WORK TO COMPLETE.
Could you give the data below again, exactly and completely?

Begin

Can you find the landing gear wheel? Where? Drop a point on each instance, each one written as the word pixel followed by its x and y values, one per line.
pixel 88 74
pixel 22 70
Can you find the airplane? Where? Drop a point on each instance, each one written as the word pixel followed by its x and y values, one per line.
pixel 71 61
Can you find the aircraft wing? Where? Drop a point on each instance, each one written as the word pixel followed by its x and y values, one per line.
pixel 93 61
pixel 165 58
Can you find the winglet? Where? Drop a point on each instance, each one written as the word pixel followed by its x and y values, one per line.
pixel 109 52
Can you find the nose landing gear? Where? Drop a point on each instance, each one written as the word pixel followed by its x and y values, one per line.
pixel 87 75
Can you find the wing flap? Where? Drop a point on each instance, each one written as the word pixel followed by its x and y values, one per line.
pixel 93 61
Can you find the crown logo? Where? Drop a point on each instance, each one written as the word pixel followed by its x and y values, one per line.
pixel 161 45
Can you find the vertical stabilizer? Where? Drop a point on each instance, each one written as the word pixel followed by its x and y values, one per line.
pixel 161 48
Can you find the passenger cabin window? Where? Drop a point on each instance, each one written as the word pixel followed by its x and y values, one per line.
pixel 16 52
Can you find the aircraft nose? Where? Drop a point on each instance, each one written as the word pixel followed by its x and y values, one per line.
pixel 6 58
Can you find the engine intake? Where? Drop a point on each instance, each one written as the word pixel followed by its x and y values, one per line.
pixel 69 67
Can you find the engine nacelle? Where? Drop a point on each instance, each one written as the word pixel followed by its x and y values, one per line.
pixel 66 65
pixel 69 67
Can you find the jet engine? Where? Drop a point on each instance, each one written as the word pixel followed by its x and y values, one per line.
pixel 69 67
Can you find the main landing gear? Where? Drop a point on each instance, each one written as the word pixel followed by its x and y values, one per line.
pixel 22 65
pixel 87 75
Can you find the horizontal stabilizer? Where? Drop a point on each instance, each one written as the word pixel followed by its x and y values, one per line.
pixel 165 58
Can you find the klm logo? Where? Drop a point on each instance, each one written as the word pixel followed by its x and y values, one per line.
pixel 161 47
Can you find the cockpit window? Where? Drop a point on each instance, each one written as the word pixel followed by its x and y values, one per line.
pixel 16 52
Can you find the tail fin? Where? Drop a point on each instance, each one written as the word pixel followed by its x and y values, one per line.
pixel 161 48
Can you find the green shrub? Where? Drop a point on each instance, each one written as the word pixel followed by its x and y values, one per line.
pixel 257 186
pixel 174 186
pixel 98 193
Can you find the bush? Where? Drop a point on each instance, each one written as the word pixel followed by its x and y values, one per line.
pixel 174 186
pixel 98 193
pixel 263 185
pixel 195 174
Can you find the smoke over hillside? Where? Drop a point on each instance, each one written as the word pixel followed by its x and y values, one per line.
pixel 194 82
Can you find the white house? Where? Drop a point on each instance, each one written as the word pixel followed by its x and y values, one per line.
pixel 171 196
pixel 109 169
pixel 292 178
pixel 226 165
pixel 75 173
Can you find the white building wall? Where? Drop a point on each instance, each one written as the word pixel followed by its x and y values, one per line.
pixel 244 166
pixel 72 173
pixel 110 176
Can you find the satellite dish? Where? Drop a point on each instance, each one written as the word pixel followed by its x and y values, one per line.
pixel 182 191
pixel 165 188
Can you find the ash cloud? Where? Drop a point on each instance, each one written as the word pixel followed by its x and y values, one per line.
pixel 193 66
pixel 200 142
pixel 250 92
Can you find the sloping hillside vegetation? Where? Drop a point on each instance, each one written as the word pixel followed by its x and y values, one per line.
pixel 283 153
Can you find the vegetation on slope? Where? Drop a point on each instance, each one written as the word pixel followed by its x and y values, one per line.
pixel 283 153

End

ANSWER TO THIS TASK.
Can you find the landing gear wheel? Where? Drop a point on each instance, each one written as the word pixel followed by its x and y values, one per line.
pixel 88 74
pixel 22 70
Can you find the airplane? Where? Drop a point on each instance, each one written as the word pixel followed by its x and y values, one per line.
pixel 71 61
Can you find the aircraft wing? Where? Drop a point on each instance, each one written as the word pixel followed by its x and y values, one per line.
pixel 93 61
pixel 165 58
Can you find the winglet? Where? Drop a point on each instance, each one written as the word pixel followed by its x and y values, one per line.
pixel 109 52
Can you find the nose landing gear? Where? Drop a point on each instance, each one written as the word pixel followed by its x and y values, one per line.
pixel 87 75
Can you find the wing flap? Where? Drop a point on each instance, each one written as the word pixel followed by its x and y values, one per line.
pixel 93 61
Can you find the crown logo? Where? Drop a point on each instance, each one written as the word pixel followed by its x and y values, one per line.
pixel 161 45
Can you find the vertical stabilizer? Where? Drop a point on each instance, each one written as the word pixel followed by its x and y values, one per line.
pixel 161 48
Can you find the passenger cabin window? Where? Drop a point on each instance, each one written as the word pixel followed by its x and y values, one per line.
pixel 16 52
Can you find the aircraft nose? Where? Drop a point on each instance, each one written as the word pixel followed by its x and y values, one per line.
pixel 6 58
Can you find the engine intake? Where? Drop a point on each instance, each one written as the word pixel followed by its x and y values, one per line.
pixel 69 67
Can you find the engine nacelle? Where? Drop a point on each instance, each one written as the word pixel followed by its x and y values, one per line.
pixel 66 65
pixel 69 67
Can you find the jet engine? Where? Drop a point on each instance, each one written as the word pixel followed by its x and y values, one per line.
pixel 69 67
Can you find the main landing gear? Where? Drop a point on each instance, each one written as the word pixel followed by its x and y values, one per line.
pixel 22 65
pixel 87 75
Can you find the horizontal stabilizer? Where? Drop a point on each instance, each one written as the word pixel followed by its x and y values, one per line.
pixel 165 58
Can you find the klm logo? Where? Drop a point on each instance, each one written as the word pixel followed by its x and y values, one per line.
pixel 161 47
Can you find the cockpit window? Where? Drop a point on each instance, each one written as the word pixel followed by its x and y values, one per line.
pixel 16 52
Can you find the tail fin? Where? Drop a point on each instance, each one written as the word pixel followed by its x and y values, one per line.
pixel 161 48
Can you find the green shrub? Where? Drop a point on each instance, each one written as the word pixel followed by its x and y values, one per line.
pixel 257 186
pixel 174 186
pixel 98 193
Can you find the bush? Where? Drop a point on each instance, each one written as the word pixel followed by its x and y values, one per line.
pixel 174 186
pixel 98 193
pixel 263 185
pixel 195 174
Can you find the smoke over hillside? Where? Drop a point on each instance, each one written as the word pixel followed by its x and y values, one per line.
pixel 194 82
Can you find the white house? Where? Drop a point on each instance, each one written as the word pixel followed by its x and y values, one per line.
pixel 171 196
pixel 109 169
pixel 292 178
pixel 226 165
pixel 75 173
Can you find the white building wall? Where? Drop a point on each instance, each one written as the word pixel followed by its x and y values, one per line.
pixel 244 166
pixel 72 173
pixel 110 176
Can you find the satellite dish? Where? Drop a point on each instance, each one written as the word pixel followed by its x and y values, one per line.
pixel 182 191
pixel 165 188
Can you find the ash cloud? Where? Drop a point on each instance, each one written as the word pixel followed by its x and y values, one per line.
pixel 193 66
pixel 200 142
pixel 250 92
Can you find the sloping hillside vegetation? Where? Drop a point on each instance, each one written as the word pixel followed by its x and y values, one per line.
pixel 283 153
Can you find the vegetation on slope? Where? Drop a point on each instance, each one written as the word pixel followed by its x and y values, one per line.
pixel 283 153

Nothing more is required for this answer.